DIRECTIVE: Lay out every line of the records below as a Markdown table with two columns, Row and Line. Number the rows, skip blank lines, and leave the pictures out of the table.

Location identification items

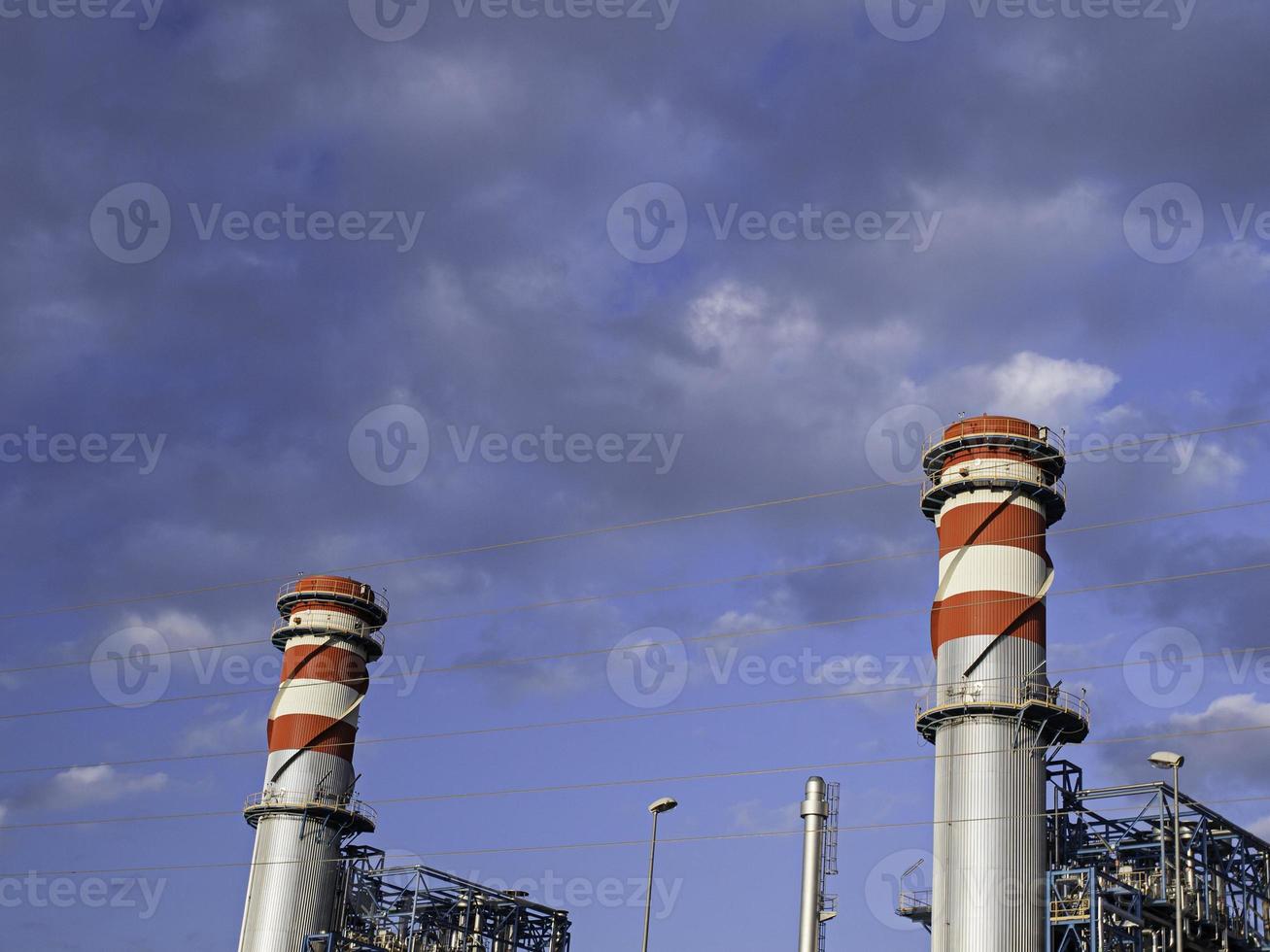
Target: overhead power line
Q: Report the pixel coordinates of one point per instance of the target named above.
(563, 847)
(646, 781)
(702, 638)
(600, 529)
(669, 587)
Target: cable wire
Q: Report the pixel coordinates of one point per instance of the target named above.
(608, 529)
(648, 781)
(562, 847)
(586, 653)
(672, 587)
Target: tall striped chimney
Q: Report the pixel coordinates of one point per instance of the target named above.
(993, 487)
(306, 812)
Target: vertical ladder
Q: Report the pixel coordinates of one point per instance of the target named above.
(830, 857)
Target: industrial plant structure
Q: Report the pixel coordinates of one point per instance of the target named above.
(311, 888)
(1025, 856)
(1016, 869)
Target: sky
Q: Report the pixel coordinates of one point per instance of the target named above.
(340, 286)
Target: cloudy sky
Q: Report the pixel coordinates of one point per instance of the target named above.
(310, 286)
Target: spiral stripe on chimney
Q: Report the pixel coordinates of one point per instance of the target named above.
(307, 810)
(993, 488)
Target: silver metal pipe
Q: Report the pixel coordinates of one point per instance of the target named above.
(815, 811)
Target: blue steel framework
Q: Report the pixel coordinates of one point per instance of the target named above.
(418, 909)
(1112, 882)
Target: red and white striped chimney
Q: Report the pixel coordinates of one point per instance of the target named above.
(329, 632)
(993, 487)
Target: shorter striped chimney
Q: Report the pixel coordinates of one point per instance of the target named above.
(306, 812)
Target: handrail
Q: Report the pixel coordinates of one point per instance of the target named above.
(1047, 435)
(362, 629)
(294, 799)
(1017, 696)
(373, 595)
(913, 901)
(1001, 474)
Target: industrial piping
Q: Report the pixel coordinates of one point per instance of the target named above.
(815, 811)
(993, 487)
(306, 812)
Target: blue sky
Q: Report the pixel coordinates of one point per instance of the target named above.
(859, 228)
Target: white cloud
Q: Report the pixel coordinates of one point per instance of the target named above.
(82, 786)
(1051, 390)
(178, 629)
(209, 733)
(1228, 740)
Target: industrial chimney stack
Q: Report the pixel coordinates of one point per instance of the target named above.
(306, 812)
(993, 487)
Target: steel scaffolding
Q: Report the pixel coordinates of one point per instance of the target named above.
(1113, 884)
(418, 909)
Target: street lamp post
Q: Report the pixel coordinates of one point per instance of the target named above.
(1166, 761)
(661, 806)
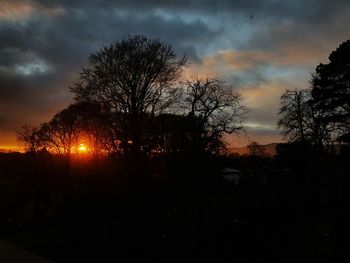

EXERCISE SOLUTION:
| Row | Line |
|---|---|
| 1 | Target: overhead power line |
| 2 | Q: Report the pixel coordinates of one point per instance of the target named above. |
| 3 | (563, 847) |
| 4 | (646, 781) |
| 5 | (702, 638) |
| 6 | (600, 529) |
| 7 | (669, 587) |
| 8 | Target: cable wire |
| 9 | Q: Report the pixel coordinates of one point per instance of the target named above. |
| 10 | (608, 529) |
| 11 | (648, 781) |
| 12 | (562, 847) |
| 13 | (586, 653) |
| 14 | (672, 587) |
| 15 | Target: tall striped chimney |
| 16 | Q: Report the pixel coordinates of one point per instance of the target named above. |
| 17 | (993, 487) |
| 18 | (306, 812) |
| 19 | Target: vertical ladder |
| 20 | Q: Report the pixel coordinates of one point per instance of the target named above. |
| 21 | (830, 857) |
| 22 | Target: industrial plant structure |
| 23 | Q: Report the pixel coordinates of one point per instance of the target named above. |
| 24 | (311, 888) |
| 25 | (1025, 856) |
| 26 | (1016, 869) |
| 27 | Target: sky |
| 28 | Q: Report the pixel coordinates of one point per instance of the target named above. |
| 29 | (340, 286) |
| 30 | Target: cloudy sky |
| 31 | Q: Report the pixel coordinates of one point per instance of the target named above. |
| 32 | (310, 286) |
| 33 | Target: spiral stripe on chimney |
| 34 | Q: Report the pixel coordinates of one point per instance of the target named above. |
| 35 | (307, 810) |
| 36 | (993, 488) |
| 37 | Target: silver metal pipe |
| 38 | Q: Report the pixel coordinates of one point per instance of the target named above. |
| 39 | (815, 811) |
| 40 | Target: blue steel framework |
| 41 | Q: Report the pixel coordinates of one point per instance of the target named above. |
| 42 | (418, 909) |
| 43 | (1112, 882) |
| 44 | Target: red and white striped chimney |
| 45 | Q: Report the pixel coordinates of one point per instance of the target named above. |
| 46 | (329, 632) |
| 47 | (993, 487) |
| 48 | Target: shorter striped chimney |
| 49 | Q: Report the pixel coordinates of one point per instance of the target named above. |
| 50 | (306, 812) |
| 51 | Target: handrail |
| 52 | Q: Report the pixel coordinates of one point per instance of the target named above. |
| 53 | (1047, 435) |
| 54 | (362, 629) |
| 55 | (294, 799) |
| 56 | (1017, 696) |
| 57 | (373, 595) |
| 58 | (913, 901) |
| 59 | (1001, 474) |
| 60 | Target: industrial piping |
| 61 | Q: Report the pixel coordinates of one point per instance of the target named above. |
| 62 | (815, 811) |
| 63 | (993, 487) |
| 64 | (306, 812) |
| 65 | Target: blue sky |
| 66 | Q: Report the pixel coordinates of one point per instance of the target named above. |
| 67 | (859, 228) |
| 68 | Target: white cloud |
| 69 | Q: Report the pixel coordinates of one point per instance of the target named above. |
| 70 | (82, 786) |
| 71 | (1051, 390) |
| 72 | (178, 629) |
| 73 | (209, 733) |
| 74 | (1228, 740) |
| 75 | Target: industrial chimney stack |
| 76 | Q: Report the pixel coordinates of one point per instance of the target named above. |
| 77 | (306, 812) |
| 78 | (993, 487) |
| 79 | Target: steel scaffolding |
| 80 | Q: Report the pixel coordinates of one point per instance of the target named above. |
| 81 | (1113, 884) |
| 82 | (418, 909) |
| 83 | Target: street lamp post |
| 84 | Q: Report the pixel coordinates of one point per instance of the target named above. |
| 85 | (1166, 761) |
| 86 | (661, 806) |